* **Work instructions**: Scan the records for the line containing "Each instance of the black background"; extract it and all later lines, verbatim, through the end, and nothing before it.

* * *

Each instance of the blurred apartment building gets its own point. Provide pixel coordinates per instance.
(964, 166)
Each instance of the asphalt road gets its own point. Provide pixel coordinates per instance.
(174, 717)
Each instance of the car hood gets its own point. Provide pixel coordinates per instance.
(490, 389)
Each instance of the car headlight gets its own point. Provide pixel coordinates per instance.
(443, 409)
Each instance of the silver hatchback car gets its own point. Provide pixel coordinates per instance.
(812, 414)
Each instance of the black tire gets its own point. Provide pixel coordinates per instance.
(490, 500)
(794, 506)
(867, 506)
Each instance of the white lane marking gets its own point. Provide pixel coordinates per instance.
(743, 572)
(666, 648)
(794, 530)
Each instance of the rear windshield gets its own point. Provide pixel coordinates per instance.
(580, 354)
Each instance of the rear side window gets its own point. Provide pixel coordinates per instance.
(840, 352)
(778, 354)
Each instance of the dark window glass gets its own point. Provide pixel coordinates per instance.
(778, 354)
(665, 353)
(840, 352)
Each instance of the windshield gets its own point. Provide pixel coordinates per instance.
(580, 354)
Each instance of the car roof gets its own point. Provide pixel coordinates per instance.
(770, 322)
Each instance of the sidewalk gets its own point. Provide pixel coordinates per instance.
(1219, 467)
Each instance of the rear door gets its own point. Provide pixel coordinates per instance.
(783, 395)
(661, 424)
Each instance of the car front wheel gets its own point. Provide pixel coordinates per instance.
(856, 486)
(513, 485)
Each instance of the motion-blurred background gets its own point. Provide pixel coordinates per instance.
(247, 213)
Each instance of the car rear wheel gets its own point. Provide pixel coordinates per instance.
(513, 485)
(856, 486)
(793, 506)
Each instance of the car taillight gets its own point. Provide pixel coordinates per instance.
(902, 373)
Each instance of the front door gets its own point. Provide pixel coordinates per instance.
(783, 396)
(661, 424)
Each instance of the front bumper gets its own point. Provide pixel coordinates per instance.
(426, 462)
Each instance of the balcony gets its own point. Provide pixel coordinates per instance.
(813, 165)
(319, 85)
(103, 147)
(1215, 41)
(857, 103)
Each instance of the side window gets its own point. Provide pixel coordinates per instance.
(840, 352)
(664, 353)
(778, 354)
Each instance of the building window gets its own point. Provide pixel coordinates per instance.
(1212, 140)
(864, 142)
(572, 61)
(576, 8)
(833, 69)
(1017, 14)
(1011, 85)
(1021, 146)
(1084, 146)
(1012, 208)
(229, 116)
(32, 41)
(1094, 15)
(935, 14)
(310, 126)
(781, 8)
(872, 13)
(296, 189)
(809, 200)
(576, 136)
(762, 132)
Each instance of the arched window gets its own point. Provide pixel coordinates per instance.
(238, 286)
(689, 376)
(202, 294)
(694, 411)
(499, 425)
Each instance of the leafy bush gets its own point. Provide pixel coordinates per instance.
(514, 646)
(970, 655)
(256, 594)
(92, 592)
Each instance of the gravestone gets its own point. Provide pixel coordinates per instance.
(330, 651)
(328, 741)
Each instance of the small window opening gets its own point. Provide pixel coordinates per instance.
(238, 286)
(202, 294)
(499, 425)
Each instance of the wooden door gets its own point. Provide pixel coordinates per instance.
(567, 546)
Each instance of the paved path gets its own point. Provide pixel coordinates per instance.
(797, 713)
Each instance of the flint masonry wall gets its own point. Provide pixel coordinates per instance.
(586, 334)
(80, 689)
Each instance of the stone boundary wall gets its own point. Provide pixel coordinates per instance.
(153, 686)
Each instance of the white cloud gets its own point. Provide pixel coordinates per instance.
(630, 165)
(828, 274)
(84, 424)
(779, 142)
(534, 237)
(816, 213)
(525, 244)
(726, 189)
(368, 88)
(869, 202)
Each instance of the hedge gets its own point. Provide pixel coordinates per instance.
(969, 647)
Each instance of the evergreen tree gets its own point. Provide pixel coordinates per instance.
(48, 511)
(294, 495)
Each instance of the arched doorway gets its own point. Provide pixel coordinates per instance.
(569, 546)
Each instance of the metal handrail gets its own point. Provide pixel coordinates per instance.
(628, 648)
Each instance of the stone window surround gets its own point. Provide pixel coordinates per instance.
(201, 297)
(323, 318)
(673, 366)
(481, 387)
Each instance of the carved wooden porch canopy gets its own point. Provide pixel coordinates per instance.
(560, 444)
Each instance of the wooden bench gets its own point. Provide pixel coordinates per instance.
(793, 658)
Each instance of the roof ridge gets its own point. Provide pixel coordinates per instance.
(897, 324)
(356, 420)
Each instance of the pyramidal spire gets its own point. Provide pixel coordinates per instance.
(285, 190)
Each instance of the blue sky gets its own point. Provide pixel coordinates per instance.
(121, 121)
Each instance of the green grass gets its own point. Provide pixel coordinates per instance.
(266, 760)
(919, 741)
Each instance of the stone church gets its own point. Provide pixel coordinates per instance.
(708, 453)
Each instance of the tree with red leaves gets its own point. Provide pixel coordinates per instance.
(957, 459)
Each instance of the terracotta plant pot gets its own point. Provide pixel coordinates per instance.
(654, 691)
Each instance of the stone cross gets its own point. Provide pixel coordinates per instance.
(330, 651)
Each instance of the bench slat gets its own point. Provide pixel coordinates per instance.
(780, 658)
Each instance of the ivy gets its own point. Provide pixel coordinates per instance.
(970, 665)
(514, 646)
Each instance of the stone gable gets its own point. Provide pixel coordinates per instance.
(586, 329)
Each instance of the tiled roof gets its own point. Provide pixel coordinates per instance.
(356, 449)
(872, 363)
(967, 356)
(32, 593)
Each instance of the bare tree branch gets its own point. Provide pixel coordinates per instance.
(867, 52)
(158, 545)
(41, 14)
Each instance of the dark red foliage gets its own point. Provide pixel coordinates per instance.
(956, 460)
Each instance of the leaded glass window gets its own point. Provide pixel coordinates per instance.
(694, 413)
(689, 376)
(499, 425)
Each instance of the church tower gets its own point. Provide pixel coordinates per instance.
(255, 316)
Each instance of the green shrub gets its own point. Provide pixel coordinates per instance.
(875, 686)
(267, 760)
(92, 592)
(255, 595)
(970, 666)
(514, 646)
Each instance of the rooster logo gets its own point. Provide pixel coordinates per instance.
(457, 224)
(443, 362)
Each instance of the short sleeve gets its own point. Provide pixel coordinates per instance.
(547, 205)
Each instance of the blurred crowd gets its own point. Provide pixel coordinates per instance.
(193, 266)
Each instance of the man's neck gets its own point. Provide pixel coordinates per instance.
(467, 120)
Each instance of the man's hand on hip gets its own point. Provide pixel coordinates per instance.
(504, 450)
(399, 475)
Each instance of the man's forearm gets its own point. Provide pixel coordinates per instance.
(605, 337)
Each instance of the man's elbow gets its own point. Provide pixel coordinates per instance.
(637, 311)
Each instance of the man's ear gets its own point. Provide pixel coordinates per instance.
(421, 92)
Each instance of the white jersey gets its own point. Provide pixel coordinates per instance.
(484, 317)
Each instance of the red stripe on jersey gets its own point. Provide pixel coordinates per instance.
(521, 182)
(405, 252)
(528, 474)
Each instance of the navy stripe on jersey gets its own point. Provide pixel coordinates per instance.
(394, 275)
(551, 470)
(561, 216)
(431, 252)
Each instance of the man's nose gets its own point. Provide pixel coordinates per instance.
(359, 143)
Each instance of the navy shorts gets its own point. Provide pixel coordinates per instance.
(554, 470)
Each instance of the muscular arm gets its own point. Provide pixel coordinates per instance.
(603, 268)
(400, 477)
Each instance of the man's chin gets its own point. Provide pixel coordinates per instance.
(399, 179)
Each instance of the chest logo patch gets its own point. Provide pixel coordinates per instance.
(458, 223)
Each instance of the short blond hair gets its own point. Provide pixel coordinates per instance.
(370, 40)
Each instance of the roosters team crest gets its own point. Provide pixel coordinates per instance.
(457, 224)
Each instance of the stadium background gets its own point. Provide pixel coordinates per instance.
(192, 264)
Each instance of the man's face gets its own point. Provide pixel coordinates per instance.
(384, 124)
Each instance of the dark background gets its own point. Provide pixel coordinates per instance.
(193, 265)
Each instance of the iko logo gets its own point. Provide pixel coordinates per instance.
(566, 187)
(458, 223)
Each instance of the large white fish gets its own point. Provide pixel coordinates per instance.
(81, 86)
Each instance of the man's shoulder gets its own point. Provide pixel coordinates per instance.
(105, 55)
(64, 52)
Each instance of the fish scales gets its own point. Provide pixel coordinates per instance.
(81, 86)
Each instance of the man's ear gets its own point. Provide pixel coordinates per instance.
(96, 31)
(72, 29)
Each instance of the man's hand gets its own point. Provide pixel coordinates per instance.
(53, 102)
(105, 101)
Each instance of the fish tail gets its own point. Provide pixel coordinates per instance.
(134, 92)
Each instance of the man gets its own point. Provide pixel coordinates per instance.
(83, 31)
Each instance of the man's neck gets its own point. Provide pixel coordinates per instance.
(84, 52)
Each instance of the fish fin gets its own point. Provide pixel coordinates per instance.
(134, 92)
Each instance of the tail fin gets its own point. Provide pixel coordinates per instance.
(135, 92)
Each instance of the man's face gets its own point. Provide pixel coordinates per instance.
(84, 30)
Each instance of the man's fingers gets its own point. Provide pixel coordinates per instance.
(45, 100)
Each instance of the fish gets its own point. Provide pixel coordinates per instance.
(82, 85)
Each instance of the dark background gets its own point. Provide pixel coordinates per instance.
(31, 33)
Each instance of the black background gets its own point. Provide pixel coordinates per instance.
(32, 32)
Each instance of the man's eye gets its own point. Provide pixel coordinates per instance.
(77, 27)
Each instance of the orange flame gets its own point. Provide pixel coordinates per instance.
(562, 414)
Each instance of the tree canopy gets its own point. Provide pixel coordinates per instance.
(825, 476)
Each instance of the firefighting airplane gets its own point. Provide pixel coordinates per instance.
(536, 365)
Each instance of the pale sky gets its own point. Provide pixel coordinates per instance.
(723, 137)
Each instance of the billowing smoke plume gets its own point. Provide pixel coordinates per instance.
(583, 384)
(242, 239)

* * *

* **Result for this task**:
Each instance of the black background gets its own point. Provide pixel coordinates per instance.
(32, 32)
Each instance of the man's eye gets its own point. Provide pixel coordinates per instance.
(77, 27)
Each instance of the orange flame gets its own point. Provide pixel coordinates per instance.
(562, 414)
Each instance of the tree canopy gets its own point. Provide pixel coordinates per instance.
(825, 476)
Each instance of the firefighting airplane gets its own point. Provide pixel coordinates per instance.
(536, 365)
Each instance of the pale sky gets its own point. Provide pixel coordinates per instance.
(723, 137)
Each instance of the billowing smoke plume gets its own point. Provide pixel coordinates per instance.
(583, 384)
(242, 239)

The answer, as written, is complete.